== Text segment ==

The values for dairy cows (A) are based on 13,565 animals across 50 farms. On average, each farm issued 204 drug prescriptions in 2020. In total, substances from 26 out of 29 substance groups were employed in dairy farms, amounting to a total quantity of 957.23 kg. Electrolytes possessed the highest quantitative importance at 426.52 kg, followed by carbohydrates at 336.59 kg. Subsequently, antibiotics (89.71 kg), anti-inflammatory drugs (64.84 kg), and bismuth (22.25 kg), utilized for teat sealing, are of note. Antiparasitics and hormones were administered at 4.46 kg and 0.08 kg of active substance, respectively.

For cattle fattening (B), the values were derived from 15 farms managing a total of 5,765 animals, partly through extensive cow-calf operations on pasture and partly through intensive bull or calf fattening in barns. On average, each farm issued 70 drug prescriptions in 2020. Among the 18 utilized active substance groups in cattle fattening, totaling 389.74 kg, antibiotics with 313.08 kg and anti-inflammatory drugs with 72.32 kg were the most common. Other substance groups, such as antiparasitics (0.58 kg), electrolytes (0.50 kg), and anesthetics (0.28 kg), occurred only in minimal quantities.

For piglet production (C), the pharmaceutical data were sourced from 16 farms, typically involved in breeding sows and raising the piglets they give birth to until they reach a weight of approximately 30 kg. The pharmaceutical data were derived from 31.615,5 animals. On average, each farm issued 198 drug prescriptions in 2020. Of the 18 active substance groups utilized, totaling 393.78 kg, antibiotics (255.69 kg) and anti-inflammatory drugs (78.51 kg) occupied a central position, similar to cattle fattening farms. Electrolytes (42.82 kg), antiparasitics (10.81 kg), anesthetics with 3.02 kg, and hormones with 0.55 kg were also used in substantial quantities.

The data for pig fattening (D) come from 33 farms with 30,127.76 animals. On average, each farm issued 27 drug prescriptions in 2020. Of the 8 active substance groups employed, totaling 668.33 kg, antibiotics were by far the most utilized (471.48 kg), followed by anti-inflammatory drugs (170.23 kg) and antiparasitics (26.60 kg). Antithrombotics (0.01 kg), hyperemic agents (0.002 kg), anaesthetics (0.0005 kg) and sedatives (0.0002 kg) had a substantially lower importance and are therefore grouped and labeled as “others.”

For laying hens (E), the data were derived from 10 farms with a total of 105,750 laying hens participating in the sample. On average, each farm issued 4 drug prescriptions in 2020. Besides antiparasitics (4.13 kg), this sample only recorded the use of vitamins at 0.08 kg.

The five broiler farms (F) with a total of 206,800 animals received 34 drug prescriptions on average per farm in 2020. In addition to electrolytes (177.40 kg) and antibiotics (96.64 kg), vitamins (22.61 kg) were utilized as well.

===
== Supplied material ==

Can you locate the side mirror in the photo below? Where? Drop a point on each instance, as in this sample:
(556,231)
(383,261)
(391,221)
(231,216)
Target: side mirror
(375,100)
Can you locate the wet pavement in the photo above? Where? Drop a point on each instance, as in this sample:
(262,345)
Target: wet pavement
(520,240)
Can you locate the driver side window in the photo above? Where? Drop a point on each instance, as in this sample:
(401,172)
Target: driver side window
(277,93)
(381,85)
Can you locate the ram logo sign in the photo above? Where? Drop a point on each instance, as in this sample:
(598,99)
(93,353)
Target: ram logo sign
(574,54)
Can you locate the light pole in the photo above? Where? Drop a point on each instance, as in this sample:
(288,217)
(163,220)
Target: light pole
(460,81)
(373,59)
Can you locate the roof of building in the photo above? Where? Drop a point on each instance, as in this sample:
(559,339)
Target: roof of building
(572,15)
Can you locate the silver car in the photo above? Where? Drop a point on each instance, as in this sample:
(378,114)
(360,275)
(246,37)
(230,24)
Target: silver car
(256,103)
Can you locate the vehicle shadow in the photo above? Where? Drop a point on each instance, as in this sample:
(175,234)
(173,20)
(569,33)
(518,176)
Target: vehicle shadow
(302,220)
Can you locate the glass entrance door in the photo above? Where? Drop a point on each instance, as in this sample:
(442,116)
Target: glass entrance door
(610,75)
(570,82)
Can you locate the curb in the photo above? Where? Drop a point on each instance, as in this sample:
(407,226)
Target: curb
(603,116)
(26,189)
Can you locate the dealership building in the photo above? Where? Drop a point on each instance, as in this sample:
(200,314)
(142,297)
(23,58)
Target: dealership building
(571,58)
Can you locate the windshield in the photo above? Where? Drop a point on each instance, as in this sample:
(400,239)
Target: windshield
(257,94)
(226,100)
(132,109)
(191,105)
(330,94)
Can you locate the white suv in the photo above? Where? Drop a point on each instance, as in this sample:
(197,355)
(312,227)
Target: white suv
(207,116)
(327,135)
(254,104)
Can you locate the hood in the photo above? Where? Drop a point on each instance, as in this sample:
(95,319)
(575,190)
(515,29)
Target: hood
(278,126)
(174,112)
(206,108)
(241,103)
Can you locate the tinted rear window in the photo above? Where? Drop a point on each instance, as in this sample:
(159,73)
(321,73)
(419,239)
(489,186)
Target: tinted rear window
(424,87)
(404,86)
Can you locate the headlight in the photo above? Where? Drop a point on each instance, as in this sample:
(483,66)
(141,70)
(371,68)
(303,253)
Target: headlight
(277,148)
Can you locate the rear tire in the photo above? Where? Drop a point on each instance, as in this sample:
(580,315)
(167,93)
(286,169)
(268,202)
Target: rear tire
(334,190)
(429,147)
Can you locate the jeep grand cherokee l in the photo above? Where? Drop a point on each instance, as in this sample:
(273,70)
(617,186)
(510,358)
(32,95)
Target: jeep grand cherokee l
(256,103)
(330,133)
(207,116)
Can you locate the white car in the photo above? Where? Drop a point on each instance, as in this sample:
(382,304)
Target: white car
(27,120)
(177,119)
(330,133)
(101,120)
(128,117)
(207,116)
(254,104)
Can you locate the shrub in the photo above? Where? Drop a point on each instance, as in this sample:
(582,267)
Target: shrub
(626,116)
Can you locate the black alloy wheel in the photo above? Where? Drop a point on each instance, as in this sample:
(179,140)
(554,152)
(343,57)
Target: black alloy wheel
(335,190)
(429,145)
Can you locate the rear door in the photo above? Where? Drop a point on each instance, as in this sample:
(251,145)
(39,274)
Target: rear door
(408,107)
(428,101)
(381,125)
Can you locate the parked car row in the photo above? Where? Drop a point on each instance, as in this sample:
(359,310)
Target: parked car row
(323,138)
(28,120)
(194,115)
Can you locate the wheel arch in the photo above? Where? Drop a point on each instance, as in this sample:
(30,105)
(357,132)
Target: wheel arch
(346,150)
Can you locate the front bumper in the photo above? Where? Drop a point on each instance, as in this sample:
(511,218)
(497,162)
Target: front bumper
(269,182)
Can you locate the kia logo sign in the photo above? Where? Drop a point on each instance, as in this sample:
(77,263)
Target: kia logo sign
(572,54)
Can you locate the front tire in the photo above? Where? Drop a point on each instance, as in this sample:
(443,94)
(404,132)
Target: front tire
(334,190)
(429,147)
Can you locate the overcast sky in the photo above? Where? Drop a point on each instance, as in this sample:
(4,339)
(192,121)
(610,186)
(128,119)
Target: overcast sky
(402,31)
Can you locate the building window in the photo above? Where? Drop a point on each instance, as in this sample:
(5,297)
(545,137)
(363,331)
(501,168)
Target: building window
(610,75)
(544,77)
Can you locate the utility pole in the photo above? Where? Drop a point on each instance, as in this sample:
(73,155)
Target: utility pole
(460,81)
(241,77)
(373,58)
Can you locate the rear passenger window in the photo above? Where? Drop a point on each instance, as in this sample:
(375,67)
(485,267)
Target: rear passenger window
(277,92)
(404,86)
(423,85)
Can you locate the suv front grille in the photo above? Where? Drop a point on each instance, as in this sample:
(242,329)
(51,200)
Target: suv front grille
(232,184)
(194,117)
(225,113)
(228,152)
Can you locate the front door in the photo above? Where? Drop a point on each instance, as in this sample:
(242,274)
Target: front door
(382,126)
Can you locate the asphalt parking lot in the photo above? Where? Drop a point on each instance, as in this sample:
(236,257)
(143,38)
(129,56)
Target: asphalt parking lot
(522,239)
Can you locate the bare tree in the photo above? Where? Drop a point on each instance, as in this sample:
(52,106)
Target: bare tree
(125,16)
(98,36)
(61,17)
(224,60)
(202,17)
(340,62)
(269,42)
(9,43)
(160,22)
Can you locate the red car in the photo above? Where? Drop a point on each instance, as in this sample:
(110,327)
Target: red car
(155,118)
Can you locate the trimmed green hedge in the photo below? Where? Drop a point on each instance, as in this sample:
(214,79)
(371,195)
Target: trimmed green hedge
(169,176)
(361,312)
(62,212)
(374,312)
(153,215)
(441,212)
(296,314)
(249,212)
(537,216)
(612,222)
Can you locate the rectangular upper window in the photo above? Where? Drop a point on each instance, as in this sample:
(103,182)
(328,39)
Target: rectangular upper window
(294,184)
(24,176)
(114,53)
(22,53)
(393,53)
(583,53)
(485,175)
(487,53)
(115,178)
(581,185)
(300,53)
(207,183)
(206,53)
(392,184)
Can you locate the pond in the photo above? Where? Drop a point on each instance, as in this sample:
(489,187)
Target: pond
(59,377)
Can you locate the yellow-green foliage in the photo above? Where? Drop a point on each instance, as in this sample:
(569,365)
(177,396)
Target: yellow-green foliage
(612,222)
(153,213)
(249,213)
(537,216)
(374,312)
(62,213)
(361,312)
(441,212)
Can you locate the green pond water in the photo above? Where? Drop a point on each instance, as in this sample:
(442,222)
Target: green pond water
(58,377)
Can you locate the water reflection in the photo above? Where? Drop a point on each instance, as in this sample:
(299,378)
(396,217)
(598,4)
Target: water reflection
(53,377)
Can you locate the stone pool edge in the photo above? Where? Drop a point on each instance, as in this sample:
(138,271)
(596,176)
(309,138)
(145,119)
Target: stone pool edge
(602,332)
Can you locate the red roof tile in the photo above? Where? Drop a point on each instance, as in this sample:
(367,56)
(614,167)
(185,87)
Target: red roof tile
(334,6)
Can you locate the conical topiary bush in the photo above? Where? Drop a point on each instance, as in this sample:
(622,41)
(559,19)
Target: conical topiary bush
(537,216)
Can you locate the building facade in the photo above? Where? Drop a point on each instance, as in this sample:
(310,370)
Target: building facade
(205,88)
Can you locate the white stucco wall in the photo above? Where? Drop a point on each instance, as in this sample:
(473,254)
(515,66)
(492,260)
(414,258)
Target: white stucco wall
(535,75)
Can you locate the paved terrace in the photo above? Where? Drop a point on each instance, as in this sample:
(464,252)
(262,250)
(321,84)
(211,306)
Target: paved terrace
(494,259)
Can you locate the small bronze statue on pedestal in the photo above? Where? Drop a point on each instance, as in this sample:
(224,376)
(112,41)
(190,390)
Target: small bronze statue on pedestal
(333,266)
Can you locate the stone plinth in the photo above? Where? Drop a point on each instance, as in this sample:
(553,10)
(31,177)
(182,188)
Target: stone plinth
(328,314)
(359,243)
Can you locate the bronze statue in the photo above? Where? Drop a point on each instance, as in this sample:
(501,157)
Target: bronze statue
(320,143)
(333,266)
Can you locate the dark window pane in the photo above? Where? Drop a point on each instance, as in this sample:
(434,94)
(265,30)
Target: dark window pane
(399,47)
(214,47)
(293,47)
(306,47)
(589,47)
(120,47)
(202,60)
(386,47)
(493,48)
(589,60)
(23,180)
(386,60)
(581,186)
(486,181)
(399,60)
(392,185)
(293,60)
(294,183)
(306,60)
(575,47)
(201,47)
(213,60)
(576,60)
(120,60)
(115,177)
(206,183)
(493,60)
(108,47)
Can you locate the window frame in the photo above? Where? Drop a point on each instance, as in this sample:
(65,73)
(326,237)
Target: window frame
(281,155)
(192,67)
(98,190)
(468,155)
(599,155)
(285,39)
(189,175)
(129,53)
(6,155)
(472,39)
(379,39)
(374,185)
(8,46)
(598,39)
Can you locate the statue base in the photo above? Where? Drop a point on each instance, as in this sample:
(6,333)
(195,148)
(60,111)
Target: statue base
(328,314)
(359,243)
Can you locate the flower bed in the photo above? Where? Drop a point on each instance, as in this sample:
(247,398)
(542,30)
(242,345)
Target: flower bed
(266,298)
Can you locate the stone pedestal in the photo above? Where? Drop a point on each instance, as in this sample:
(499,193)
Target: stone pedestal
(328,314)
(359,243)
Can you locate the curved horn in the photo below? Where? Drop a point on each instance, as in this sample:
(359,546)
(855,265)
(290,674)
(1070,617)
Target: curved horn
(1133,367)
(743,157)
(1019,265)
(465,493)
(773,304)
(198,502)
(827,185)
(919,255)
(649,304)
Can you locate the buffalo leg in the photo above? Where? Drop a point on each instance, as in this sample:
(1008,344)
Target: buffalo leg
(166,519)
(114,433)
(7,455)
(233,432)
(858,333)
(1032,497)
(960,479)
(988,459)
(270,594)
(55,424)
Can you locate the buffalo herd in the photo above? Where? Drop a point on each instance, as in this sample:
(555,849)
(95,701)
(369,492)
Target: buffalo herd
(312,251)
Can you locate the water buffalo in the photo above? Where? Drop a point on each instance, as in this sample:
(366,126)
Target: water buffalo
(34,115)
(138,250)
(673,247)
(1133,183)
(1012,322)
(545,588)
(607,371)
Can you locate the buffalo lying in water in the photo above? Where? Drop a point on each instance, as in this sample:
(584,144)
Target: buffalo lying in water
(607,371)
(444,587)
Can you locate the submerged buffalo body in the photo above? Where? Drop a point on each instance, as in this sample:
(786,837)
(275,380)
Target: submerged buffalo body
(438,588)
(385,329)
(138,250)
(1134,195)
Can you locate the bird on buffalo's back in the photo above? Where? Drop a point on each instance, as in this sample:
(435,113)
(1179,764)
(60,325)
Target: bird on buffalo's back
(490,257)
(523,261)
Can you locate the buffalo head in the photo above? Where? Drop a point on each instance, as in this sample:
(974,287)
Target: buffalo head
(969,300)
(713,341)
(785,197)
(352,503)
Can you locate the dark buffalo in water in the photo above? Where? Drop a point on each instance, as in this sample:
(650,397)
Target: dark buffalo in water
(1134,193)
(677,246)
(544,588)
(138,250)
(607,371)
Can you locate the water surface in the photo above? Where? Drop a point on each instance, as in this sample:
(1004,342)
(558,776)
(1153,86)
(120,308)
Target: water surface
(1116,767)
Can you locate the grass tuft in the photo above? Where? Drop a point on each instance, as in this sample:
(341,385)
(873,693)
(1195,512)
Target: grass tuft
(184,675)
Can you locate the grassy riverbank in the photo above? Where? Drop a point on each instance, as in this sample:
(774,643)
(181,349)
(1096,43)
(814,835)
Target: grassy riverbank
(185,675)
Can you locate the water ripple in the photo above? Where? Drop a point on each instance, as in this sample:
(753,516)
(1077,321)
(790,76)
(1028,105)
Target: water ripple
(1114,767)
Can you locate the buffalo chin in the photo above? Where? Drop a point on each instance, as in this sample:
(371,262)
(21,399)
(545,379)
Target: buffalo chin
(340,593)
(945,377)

===

Tasks to perform:
**1.** According to the passage on veterinary drug use in livestock farming, how many farms supplied the data for cattle fattening?
**2.** Resume the passage on veterinary drug use in livestock farming, picking up right after its final sentence.

Results:
**1.** Fifteen farms supplied the cattle fattening data.

**2.**
3.2 Extrapolation to nationwide numbers

For the extrapolated quantities of active substances for Germany, the sample’s treated livestock units served as the basis, the target variable being the total number of livestock units in Germany. The extrapolation revealed that for 15,723,673 livestock units in Germany, approximately 1,368.33 t of active substances were utilized. Of this total, nearly 70%, equivalent to 587.58 t, comprised antibiotics, followed by 347.61 t of electrolytes mainly used in dairy cows and broilers. The amount of antibiotics per PCU was 83.3 mg/PCU for the extrapolation. Carbohydrates (187.8 t) used in dairy cows and anti-inflammatory drugs (187.48 t) were utilized in nearly equal amounts. Antiparasitics followed with a significantly lower quantity of 22.91 t. Hormones were amounting to 232 kg of active substances. More detailed information for additional substance groups is available in Supplementary Table S5.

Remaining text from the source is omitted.